I don't want to overthrow the government. Chaz wrote the poem, not me. What I like about it is the way he shows the frailty of man; how easily distracted we are and how even when we support something in theory, the actual application of it is suboptimal. I mean, a wealthy pharmacist wanting to overthrow the government??? Beautiful. The poem, to me, is more about inaction than anything else. And that's something I can relate to.
──────────
▶ _Directions_
(1) In the text about Chaz's poem, update the passage from "I don't want" up to and including "can relate to." by replacing "pharmacist" with "banker".
(2) Answer these questions about the text on Chaz's poem:
(a) Who wrote the poem?
(b) Who wants to overthrow the government?
(c) According to the speaker, what is the poem more about than anything else?

▶ _Listed entries_
──────────
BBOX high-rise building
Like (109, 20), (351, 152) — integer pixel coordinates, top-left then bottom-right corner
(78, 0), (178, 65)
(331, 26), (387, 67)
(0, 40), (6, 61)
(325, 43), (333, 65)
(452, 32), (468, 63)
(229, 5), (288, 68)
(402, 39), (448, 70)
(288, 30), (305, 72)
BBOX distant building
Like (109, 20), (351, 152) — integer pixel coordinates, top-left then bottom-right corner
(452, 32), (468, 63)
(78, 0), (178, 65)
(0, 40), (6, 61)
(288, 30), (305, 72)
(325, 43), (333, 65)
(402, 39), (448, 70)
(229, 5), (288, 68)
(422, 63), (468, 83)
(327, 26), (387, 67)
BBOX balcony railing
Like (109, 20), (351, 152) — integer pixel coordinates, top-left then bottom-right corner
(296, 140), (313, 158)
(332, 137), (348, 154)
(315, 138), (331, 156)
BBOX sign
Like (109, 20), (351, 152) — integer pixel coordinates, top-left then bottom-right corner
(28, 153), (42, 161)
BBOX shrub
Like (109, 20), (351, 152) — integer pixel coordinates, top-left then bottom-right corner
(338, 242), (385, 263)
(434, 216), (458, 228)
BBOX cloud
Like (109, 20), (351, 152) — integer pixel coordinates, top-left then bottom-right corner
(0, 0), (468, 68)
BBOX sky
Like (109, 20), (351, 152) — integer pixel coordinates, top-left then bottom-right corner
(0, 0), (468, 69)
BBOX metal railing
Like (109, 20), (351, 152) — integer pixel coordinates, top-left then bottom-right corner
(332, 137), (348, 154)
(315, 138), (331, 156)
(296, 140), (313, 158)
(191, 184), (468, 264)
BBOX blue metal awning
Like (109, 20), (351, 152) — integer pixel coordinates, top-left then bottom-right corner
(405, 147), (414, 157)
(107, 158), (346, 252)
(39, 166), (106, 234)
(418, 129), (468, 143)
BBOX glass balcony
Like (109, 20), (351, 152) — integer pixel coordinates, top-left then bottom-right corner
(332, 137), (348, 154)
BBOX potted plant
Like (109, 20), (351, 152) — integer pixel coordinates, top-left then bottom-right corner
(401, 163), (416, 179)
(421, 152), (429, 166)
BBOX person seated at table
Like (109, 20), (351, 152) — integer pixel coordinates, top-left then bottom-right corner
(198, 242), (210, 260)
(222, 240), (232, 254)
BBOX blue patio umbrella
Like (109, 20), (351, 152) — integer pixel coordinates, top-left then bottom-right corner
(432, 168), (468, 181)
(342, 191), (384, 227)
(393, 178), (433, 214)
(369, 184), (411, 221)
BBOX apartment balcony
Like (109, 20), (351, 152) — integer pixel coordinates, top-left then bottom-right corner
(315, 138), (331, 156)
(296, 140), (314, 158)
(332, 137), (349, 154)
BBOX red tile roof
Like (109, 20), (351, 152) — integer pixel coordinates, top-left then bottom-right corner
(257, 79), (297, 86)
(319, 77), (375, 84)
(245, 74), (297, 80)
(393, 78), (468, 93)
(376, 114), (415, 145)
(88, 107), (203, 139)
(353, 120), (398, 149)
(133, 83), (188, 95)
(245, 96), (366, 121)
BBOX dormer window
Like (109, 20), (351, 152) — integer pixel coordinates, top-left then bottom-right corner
──────────
▶ _Responses per task_
(1)
I don't want to overthrow the government. Chaz wrote the poem, not me. What I like about it is the way he shows the frailty of man; how easily distracted we are and how even when we support something in theory, the actual application of it is suboptimal. I mean, a wealthy banker wanting to overthrow the government??? Beautiful. The poem, to me, is more about inaction than anything else. And that's something I can relate to.

(2)
(a) Chaz
(b) A wealthy pharmacist
(c) Inaction